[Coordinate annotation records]
▼

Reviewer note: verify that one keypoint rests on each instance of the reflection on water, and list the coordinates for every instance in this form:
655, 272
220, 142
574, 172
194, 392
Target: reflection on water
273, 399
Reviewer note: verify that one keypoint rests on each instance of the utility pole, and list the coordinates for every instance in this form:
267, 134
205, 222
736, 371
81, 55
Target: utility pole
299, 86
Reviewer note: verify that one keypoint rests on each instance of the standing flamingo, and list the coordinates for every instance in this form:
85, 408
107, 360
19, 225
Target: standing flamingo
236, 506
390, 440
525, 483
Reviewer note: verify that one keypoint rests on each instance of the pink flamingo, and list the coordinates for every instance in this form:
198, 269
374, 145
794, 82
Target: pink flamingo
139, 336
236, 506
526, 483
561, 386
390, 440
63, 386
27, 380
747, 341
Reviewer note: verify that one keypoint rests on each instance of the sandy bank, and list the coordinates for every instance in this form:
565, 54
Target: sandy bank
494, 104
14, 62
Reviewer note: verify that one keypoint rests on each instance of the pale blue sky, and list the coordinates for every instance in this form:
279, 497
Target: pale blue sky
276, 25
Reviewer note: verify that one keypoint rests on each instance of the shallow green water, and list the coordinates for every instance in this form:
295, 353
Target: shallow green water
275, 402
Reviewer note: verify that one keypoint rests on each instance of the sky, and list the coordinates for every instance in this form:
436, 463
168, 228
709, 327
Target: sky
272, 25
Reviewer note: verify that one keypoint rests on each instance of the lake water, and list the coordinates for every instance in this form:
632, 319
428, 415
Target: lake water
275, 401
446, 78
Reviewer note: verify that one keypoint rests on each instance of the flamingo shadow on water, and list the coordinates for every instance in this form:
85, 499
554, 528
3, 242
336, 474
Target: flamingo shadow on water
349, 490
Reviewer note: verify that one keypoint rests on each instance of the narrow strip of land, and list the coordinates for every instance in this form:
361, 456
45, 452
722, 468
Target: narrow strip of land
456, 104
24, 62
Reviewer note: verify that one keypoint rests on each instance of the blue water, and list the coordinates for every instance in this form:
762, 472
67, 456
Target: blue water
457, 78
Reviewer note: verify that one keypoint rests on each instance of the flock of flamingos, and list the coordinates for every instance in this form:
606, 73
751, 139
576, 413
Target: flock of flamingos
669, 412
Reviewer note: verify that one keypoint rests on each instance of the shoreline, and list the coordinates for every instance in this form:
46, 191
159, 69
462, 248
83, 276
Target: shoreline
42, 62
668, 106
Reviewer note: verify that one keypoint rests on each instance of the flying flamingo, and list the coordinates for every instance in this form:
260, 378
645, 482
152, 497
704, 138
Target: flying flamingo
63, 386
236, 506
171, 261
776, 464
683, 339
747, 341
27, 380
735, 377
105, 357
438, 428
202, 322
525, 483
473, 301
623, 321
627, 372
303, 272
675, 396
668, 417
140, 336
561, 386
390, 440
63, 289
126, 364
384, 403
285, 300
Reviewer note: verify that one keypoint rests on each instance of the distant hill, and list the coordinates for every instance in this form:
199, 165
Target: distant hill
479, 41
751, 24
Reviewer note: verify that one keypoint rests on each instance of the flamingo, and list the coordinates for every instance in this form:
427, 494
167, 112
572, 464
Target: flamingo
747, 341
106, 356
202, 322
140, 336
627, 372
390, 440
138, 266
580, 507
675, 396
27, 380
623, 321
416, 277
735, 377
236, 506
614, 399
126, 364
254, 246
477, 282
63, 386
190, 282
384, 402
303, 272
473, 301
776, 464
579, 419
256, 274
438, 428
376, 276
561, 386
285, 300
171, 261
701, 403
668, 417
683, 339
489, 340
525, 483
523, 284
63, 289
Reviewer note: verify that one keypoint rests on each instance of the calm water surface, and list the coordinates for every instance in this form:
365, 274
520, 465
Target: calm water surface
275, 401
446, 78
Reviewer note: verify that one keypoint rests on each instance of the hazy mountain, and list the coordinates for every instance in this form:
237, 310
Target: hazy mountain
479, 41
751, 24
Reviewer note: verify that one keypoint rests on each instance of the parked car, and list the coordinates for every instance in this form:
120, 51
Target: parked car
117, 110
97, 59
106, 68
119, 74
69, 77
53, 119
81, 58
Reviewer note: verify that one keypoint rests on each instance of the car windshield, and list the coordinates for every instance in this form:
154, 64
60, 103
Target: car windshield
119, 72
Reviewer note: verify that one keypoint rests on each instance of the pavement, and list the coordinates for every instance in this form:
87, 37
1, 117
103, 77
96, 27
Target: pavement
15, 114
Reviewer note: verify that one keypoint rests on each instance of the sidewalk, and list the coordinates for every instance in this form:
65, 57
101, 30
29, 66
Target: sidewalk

▲

■ WHAT TO WORK ON ■
Write out again, exactly, the lines from the one holding "of the parked" through the end of the listing, with both ends included.

■ OUTPUT OF THE TASK ■
Reviewer note: verify that one keypoint rests on each instance of the parked car, and list the coordinates for every instance in this form:
120, 51
Target: parked car
117, 110
97, 59
106, 68
119, 74
69, 77
53, 119
81, 58
Reviewer note: verify that one keypoint rests on each instance of the car windshield, and list the coordinates for every instance in this form:
154, 64
60, 103
Target: car windshield
119, 72
Reviewer note: verify that one keypoint rests on each instance of the pavement, and list the coordinates for every instance in this form:
87, 37
1, 117
103, 77
96, 27
Target: pavement
15, 114
Reviewer note: verify that one keypoint rests on each instance of the sidewalk, and list the coordinates for every instance in this form:
65, 57
101, 30
29, 66
Target: sidewalk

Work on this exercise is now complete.